__Text segment__.
================================

Using an Air Pump to Fill a Tire, Works Based on This Relationship Between Pressure And

Boyle’s Law

Background:

When working with gasses, it is helpful to know the volume, temperature and pressure of the gas involved. Remember that according to the Kinetic Theory, particles within any substance are constantly moving. And, that temperature is a measure of the average energy of random motion of the particles of the substance. You may think of a thermometer, then, as a “speedometer” for molecules. Because gas particles constantly collide with one another and with the walls of their container, the gas pushes against the walls and creates pressure. The firmness of the gas filled container is the comparison between the outward “push” or force of the particles and the area of the walls of the container.

Using an air pump to fill a tire, works based on this relationship between pressure and volume. As you press on the plunger of the pump, you force the gas inside the pump through a rubber tube and out of the nozzle into the tire to fill it with the desired amount of gas. What would happen if you closed the nozzle and then pushed down on the plunger?

================================

__Detection examples__.
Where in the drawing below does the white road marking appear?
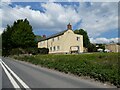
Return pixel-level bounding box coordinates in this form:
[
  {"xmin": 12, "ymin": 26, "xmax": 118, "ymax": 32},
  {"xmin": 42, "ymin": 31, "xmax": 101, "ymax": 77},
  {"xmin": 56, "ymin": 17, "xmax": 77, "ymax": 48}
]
[
  {"xmin": 0, "ymin": 61, "xmax": 20, "ymax": 88},
  {"xmin": 0, "ymin": 59, "xmax": 30, "ymax": 90}
]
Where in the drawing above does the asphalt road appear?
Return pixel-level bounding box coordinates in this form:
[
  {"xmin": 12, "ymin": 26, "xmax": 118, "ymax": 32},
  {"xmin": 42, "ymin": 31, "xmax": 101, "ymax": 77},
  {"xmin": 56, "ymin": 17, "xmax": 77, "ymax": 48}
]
[{"xmin": 2, "ymin": 58, "xmax": 114, "ymax": 88}]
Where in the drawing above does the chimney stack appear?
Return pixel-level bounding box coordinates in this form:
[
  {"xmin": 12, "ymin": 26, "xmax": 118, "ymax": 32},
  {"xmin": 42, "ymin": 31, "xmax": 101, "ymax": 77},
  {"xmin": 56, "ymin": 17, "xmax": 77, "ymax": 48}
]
[
  {"xmin": 67, "ymin": 23, "xmax": 72, "ymax": 30},
  {"xmin": 43, "ymin": 35, "xmax": 46, "ymax": 38}
]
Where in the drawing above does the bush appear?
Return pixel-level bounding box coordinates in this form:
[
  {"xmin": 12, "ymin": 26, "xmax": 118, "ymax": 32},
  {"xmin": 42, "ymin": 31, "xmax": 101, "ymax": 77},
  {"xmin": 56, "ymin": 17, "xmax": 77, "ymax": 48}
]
[
  {"xmin": 10, "ymin": 48, "xmax": 25, "ymax": 55},
  {"xmin": 12, "ymin": 53, "xmax": 120, "ymax": 87},
  {"xmin": 38, "ymin": 48, "xmax": 49, "ymax": 54}
]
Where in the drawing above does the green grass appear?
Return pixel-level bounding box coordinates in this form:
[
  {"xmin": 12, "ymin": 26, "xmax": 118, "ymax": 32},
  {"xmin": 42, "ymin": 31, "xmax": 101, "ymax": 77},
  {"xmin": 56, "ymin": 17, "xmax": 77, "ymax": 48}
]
[{"xmin": 14, "ymin": 53, "xmax": 120, "ymax": 87}]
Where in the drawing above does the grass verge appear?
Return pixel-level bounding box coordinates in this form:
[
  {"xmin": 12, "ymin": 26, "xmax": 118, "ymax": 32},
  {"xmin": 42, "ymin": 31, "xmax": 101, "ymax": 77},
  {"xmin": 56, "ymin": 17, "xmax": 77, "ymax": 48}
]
[{"xmin": 13, "ymin": 53, "xmax": 120, "ymax": 87}]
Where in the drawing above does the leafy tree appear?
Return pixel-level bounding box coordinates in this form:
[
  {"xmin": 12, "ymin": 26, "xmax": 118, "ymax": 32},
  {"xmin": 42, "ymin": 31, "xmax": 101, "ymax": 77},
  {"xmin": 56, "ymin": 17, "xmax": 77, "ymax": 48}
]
[
  {"xmin": 2, "ymin": 19, "xmax": 37, "ymax": 56},
  {"xmin": 74, "ymin": 29, "xmax": 90, "ymax": 48},
  {"xmin": 88, "ymin": 43, "xmax": 97, "ymax": 52},
  {"xmin": 11, "ymin": 19, "xmax": 35, "ymax": 48},
  {"xmin": 2, "ymin": 25, "xmax": 13, "ymax": 55}
]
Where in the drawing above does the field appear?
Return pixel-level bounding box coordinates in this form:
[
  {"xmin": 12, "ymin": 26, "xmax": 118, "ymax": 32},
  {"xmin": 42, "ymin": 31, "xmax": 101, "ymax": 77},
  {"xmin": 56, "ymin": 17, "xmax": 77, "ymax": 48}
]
[{"xmin": 14, "ymin": 53, "xmax": 120, "ymax": 87}]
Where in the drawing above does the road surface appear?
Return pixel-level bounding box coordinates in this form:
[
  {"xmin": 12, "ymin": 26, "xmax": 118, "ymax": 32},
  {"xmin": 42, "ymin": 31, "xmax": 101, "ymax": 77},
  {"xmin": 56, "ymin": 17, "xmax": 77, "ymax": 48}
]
[{"xmin": 0, "ymin": 58, "xmax": 116, "ymax": 89}]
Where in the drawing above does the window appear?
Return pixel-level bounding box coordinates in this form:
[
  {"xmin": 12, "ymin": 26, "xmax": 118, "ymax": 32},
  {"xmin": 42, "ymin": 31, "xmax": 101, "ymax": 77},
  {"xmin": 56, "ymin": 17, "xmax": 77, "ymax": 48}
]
[
  {"xmin": 57, "ymin": 36, "xmax": 60, "ymax": 40},
  {"xmin": 50, "ymin": 47, "xmax": 52, "ymax": 51},
  {"xmin": 53, "ymin": 46, "xmax": 55, "ymax": 51},
  {"xmin": 57, "ymin": 46, "xmax": 60, "ymax": 50},
  {"xmin": 52, "ymin": 38, "xmax": 54, "ymax": 41},
  {"xmin": 77, "ymin": 37, "xmax": 80, "ymax": 41}
]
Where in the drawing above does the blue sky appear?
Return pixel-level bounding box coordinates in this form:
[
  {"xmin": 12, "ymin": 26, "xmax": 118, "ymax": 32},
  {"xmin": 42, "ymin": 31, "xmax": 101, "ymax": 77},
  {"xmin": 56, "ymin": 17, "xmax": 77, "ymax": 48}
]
[{"xmin": 2, "ymin": 2, "xmax": 118, "ymax": 43}]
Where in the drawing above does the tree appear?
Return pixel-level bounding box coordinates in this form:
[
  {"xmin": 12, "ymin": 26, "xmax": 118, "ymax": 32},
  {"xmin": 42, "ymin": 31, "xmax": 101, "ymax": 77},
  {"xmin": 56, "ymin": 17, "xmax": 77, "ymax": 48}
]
[
  {"xmin": 74, "ymin": 29, "xmax": 90, "ymax": 48},
  {"xmin": 11, "ymin": 19, "xmax": 35, "ymax": 48},
  {"xmin": 2, "ymin": 19, "xmax": 36, "ymax": 56},
  {"xmin": 1, "ymin": 25, "xmax": 13, "ymax": 55},
  {"xmin": 88, "ymin": 43, "xmax": 97, "ymax": 52}
]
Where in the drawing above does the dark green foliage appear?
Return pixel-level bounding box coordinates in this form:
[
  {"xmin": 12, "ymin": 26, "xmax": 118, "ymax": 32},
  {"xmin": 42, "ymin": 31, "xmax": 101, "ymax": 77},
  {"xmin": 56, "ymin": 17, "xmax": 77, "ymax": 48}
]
[
  {"xmin": 14, "ymin": 53, "xmax": 120, "ymax": 87},
  {"xmin": 88, "ymin": 43, "xmax": 97, "ymax": 52},
  {"xmin": 35, "ymin": 35, "xmax": 42, "ymax": 42},
  {"xmin": 38, "ymin": 48, "xmax": 49, "ymax": 54},
  {"xmin": 74, "ymin": 29, "xmax": 90, "ymax": 48},
  {"xmin": 2, "ymin": 19, "xmax": 37, "ymax": 56},
  {"xmin": 11, "ymin": 19, "xmax": 35, "ymax": 48}
]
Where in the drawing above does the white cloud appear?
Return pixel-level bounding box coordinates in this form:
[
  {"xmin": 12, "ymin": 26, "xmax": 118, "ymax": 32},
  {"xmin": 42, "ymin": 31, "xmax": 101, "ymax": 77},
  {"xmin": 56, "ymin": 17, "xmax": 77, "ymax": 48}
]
[
  {"xmin": 2, "ymin": 3, "xmax": 79, "ymax": 31},
  {"xmin": 78, "ymin": 2, "xmax": 118, "ymax": 37},
  {"xmin": 90, "ymin": 37, "xmax": 120, "ymax": 43},
  {"xmin": 0, "ymin": 2, "xmax": 118, "ymax": 42}
]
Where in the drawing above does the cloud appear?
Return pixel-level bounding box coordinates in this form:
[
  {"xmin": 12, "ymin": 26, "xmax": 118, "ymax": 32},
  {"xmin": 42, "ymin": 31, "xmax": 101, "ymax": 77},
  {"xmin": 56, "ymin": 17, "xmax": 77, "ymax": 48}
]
[
  {"xmin": 2, "ymin": 3, "xmax": 79, "ymax": 31},
  {"xmin": 78, "ymin": 2, "xmax": 118, "ymax": 37},
  {"xmin": 90, "ymin": 37, "xmax": 120, "ymax": 44},
  {"xmin": 0, "ymin": 2, "xmax": 118, "ymax": 43}
]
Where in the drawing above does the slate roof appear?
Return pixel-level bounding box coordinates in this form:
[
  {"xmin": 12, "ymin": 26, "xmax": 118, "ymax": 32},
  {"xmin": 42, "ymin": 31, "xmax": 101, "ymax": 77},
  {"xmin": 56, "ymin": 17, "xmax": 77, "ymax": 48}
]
[{"xmin": 39, "ymin": 30, "xmax": 67, "ymax": 41}]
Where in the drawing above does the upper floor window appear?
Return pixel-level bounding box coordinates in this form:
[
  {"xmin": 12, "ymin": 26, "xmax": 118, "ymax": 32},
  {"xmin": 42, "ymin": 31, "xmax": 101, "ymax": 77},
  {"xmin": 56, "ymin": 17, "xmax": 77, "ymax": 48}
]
[
  {"xmin": 77, "ymin": 37, "xmax": 80, "ymax": 41},
  {"xmin": 53, "ymin": 46, "xmax": 56, "ymax": 51},
  {"xmin": 57, "ymin": 46, "xmax": 60, "ymax": 50},
  {"xmin": 50, "ymin": 47, "xmax": 52, "ymax": 51},
  {"xmin": 52, "ymin": 38, "xmax": 54, "ymax": 41},
  {"xmin": 57, "ymin": 36, "xmax": 60, "ymax": 40}
]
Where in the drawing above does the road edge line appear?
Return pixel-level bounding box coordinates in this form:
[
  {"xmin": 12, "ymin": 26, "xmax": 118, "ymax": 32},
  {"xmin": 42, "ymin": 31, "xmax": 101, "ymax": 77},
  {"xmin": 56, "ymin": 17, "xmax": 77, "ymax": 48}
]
[
  {"xmin": 1, "ymin": 60, "xmax": 30, "ymax": 89},
  {"xmin": 0, "ymin": 62, "xmax": 20, "ymax": 88}
]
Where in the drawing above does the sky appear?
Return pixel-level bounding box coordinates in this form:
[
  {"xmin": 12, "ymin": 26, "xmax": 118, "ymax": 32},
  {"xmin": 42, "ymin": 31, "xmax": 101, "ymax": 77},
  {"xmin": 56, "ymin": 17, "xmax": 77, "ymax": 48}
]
[{"xmin": 0, "ymin": 0, "xmax": 118, "ymax": 43}]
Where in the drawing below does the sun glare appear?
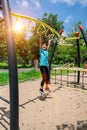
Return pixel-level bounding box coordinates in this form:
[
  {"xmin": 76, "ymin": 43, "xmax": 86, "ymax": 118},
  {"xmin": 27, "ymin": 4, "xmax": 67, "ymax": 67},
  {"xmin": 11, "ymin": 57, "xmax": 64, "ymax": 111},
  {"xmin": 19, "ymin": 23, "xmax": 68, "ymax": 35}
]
[{"xmin": 14, "ymin": 22, "xmax": 23, "ymax": 32}]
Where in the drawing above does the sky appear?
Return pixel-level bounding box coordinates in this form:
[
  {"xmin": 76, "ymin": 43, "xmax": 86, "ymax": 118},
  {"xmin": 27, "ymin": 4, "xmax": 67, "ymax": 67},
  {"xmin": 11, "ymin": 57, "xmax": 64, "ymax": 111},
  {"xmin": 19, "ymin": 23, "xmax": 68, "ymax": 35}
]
[{"xmin": 9, "ymin": 0, "xmax": 87, "ymax": 33}]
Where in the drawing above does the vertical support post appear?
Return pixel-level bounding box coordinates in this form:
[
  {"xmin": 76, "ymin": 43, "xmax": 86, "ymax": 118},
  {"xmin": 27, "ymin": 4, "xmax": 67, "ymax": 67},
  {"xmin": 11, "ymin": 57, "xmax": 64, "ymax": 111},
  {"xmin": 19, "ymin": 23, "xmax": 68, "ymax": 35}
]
[
  {"xmin": 79, "ymin": 25, "xmax": 87, "ymax": 46},
  {"xmin": 1, "ymin": 0, "xmax": 19, "ymax": 130},
  {"xmin": 49, "ymin": 40, "xmax": 57, "ymax": 78},
  {"xmin": 76, "ymin": 32, "xmax": 80, "ymax": 83}
]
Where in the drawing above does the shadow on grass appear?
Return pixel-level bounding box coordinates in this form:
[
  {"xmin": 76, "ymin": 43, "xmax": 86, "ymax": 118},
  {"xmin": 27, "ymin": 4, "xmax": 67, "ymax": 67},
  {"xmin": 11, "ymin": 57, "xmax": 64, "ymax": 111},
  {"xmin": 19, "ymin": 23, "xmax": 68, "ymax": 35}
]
[{"xmin": 0, "ymin": 107, "xmax": 10, "ymax": 130}]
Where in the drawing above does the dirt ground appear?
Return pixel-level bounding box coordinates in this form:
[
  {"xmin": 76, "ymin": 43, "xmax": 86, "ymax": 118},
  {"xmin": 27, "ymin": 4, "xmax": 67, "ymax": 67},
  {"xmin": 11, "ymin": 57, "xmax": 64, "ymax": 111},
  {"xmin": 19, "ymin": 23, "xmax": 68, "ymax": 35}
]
[{"xmin": 0, "ymin": 76, "xmax": 87, "ymax": 130}]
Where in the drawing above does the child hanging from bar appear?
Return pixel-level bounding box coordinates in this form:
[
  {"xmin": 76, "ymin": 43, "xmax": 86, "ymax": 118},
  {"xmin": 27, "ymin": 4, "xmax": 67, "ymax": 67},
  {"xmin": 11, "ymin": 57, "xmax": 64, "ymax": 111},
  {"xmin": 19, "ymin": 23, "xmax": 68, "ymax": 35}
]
[{"xmin": 40, "ymin": 32, "xmax": 51, "ymax": 94}]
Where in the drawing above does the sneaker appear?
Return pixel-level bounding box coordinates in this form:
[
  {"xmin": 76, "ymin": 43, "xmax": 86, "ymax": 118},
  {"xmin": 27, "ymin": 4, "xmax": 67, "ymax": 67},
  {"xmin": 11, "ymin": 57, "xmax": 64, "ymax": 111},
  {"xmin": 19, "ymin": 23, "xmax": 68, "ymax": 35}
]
[
  {"xmin": 39, "ymin": 88, "xmax": 44, "ymax": 94},
  {"xmin": 45, "ymin": 87, "xmax": 51, "ymax": 93}
]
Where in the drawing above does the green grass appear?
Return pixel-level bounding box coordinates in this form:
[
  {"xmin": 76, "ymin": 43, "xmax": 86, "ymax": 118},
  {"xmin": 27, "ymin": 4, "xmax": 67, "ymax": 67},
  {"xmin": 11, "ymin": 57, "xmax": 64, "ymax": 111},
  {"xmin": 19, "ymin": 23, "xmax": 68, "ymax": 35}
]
[{"xmin": 0, "ymin": 70, "xmax": 41, "ymax": 86}]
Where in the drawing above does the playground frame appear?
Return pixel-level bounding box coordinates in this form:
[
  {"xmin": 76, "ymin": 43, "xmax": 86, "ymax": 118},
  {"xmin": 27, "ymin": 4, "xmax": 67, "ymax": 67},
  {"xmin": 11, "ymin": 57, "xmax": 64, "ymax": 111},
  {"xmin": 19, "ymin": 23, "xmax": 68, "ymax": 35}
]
[{"xmin": 0, "ymin": 0, "xmax": 87, "ymax": 130}]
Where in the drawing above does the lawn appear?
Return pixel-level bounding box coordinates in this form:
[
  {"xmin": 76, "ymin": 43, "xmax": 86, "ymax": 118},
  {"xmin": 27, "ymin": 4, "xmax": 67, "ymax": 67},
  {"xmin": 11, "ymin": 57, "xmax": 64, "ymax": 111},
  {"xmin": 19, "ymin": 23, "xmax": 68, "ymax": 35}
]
[{"xmin": 0, "ymin": 69, "xmax": 41, "ymax": 86}]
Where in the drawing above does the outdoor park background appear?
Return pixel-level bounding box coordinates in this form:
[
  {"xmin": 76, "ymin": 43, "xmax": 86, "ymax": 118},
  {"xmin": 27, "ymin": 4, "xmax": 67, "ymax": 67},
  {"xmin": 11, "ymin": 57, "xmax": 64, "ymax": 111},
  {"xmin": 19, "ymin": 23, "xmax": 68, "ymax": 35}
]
[
  {"xmin": 0, "ymin": 0, "xmax": 87, "ymax": 130},
  {"xmin": 0, "ymin": 9, "xmax": 87, "ymax": 85}
]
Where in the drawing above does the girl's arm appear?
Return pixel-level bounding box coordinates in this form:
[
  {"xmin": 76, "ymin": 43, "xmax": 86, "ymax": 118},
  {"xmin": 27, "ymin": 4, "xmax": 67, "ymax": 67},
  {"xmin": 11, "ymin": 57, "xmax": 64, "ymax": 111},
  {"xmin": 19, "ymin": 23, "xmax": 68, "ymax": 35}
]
[{"xmin": 47, "ymin": 35, "xmax": 51, "ymax": 49}]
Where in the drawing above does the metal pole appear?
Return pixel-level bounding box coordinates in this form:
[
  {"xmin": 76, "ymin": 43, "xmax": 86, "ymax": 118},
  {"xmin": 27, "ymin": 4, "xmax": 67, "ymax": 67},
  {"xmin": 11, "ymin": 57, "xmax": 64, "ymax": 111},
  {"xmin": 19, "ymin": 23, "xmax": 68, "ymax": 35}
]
[
  {"xmin": 1, "ymin": 0, "xmax": 19, "ymax": 130},
  {"xmin": 49, "ymin": 40, "xmax": 57, "ymax": 77},
  {"xmin": 76, "ymin": 32, "xmax": 80, "ymax": 83},
  {"xmin": 79, "ymin": 25, "xmax": 87, "ymax": 46}
]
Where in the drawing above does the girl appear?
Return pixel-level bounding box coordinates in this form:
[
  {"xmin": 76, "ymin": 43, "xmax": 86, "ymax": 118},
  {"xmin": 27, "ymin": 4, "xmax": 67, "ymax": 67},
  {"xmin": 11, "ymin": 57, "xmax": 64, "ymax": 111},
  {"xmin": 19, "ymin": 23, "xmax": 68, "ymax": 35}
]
[{"xmin": 40, "ymin": 33, "xmax": 51, "ymax": 94}]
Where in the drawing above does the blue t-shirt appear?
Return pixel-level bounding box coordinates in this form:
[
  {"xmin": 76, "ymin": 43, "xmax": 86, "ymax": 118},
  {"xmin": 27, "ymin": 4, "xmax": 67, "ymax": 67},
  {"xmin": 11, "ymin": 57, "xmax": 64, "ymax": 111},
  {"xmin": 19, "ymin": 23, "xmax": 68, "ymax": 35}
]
[{"xmin": 40, "ymin": 49, "xmax": 48, "ymax": 66}]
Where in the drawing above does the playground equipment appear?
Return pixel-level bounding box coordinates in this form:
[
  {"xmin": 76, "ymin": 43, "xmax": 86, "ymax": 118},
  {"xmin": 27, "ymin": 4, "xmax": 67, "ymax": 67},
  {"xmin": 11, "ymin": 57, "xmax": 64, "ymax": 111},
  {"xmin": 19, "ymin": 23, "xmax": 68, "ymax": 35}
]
[
  {"xmin": 0, "ymin": 0, "xmax": 19, "ymax": 130},
  {"xmin": 52, "ymin": 65, "xmax": 87, "ymax": 89},
  {"xmin": 0, "ymin": 0, "xmax": 87, "ymax": 130}
]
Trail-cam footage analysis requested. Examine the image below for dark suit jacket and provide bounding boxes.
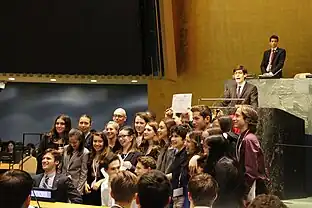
[62,145,89,194]
[260,48,286,78]
[221,82,258,108]
[33,173,82,204]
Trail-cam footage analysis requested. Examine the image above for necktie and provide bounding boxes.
[236,86,242,97]
[42,175,49,189]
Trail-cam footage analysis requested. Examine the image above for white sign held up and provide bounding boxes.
[171,93,192,113]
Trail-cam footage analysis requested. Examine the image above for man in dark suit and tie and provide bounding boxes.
[33,149,82,204]
[260,35,286,78]
[221,66,258,108]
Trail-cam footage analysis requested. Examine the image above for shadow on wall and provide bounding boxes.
[0,83,147,144]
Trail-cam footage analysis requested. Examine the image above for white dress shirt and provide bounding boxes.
[266,47,277,72]
[39,172,56,189]
[236,81,246,95]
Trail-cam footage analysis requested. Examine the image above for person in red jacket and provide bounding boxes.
[233,105,267,205]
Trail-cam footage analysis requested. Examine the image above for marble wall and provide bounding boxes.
[248,79,312,134]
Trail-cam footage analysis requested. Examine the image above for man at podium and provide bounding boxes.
[221,65,258,108]
[260,35,286,78]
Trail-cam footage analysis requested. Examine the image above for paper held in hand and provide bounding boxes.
[171,93,192,113]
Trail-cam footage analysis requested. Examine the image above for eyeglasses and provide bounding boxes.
[118,135,131,138]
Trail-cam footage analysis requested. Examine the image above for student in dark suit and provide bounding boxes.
[62,129,89,194]
[260,35,286,78]
[0,170,33,208]
[110,171,137,208]
[221,66,258,108]
[33,149,82,204]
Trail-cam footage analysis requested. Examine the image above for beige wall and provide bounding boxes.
[148,0,312,117]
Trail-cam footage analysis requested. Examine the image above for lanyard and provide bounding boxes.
[92,159,99,180]
[236,129,249,161]
[120,152,130,161]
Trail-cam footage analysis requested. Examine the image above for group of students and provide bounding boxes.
[3,105,267,208]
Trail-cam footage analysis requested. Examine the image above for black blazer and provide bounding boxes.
[260,48,286,78]
[33,173,82,204]
[221,82,258,108]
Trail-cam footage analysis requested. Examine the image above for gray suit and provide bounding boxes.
[33,173,82,204]
[62,145,89,194]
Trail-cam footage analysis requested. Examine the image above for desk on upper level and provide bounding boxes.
[30,201,103,208]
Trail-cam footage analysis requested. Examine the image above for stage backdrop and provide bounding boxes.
[0,83,147,143]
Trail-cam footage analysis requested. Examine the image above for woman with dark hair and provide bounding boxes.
[37,114,71,173]
[233,105,267,202]
[184,130,203,175]
[26,143,37,157]
[117,126,141,172]
[83,132,111,206]
[6,141,15,154]
[133,112,150,147]
[156,118,176,174]
[62,129,89,194]
[218,116,238,157]
[167,125,189,208]
[140,121,160,160]
[204,135,243,208]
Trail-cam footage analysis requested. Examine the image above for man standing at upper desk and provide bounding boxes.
[221,66,258,108]
[260,35,286,78]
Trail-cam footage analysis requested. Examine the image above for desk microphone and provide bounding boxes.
[31,190,41,208]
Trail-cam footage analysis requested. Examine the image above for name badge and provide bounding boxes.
[172,187,183,197]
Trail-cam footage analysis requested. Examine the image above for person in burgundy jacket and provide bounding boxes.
[233,105,267,202]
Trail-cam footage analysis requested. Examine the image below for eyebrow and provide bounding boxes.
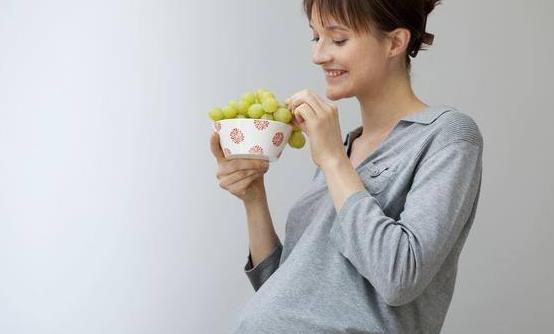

================================

__Job A__. Say whether each statement agrees with the Boyle's law text, answering yes or no and quoting the words from the text that decide it. (i) Temperature is a measure of the average energy of random motion of a substance's particles. (ii) Gas particles stay still until they are heated. (iii) Pressing the plunger forces gas through a rubber tube and into the tire.
__Job B__. Print the passage of the Boyle's law text starting at "When working with" and ending at "of the container.".

__Task result A__.
(i) Yes: "temperature is a measure of the average energy of random motion of the particles of the substance"
(ii) No: "particles within any substance are constantly moving"
(iii) Yes: "you force the gas inside the pump through a rubber tube and out of the nozzle into the tire"

__Task result B__.
When working with gasses, it is helpful to know the volume, temperature and pressure of the gas involved. Remember that according to the Kinetic Theory, particles within any substance are constantly moving. And, that temperature is a measure of the average energy of random motion of the particles of the substance. You may think of a thermometer, then, as a “speedometer” for molecules. Because gas particles constantly collide with one another and with the walls of their container, the gas pushes against the walls and creates pressure. The firmness of the gas filled container is the comparison between the outward “push” or force of the particles and the area of the walls of the container.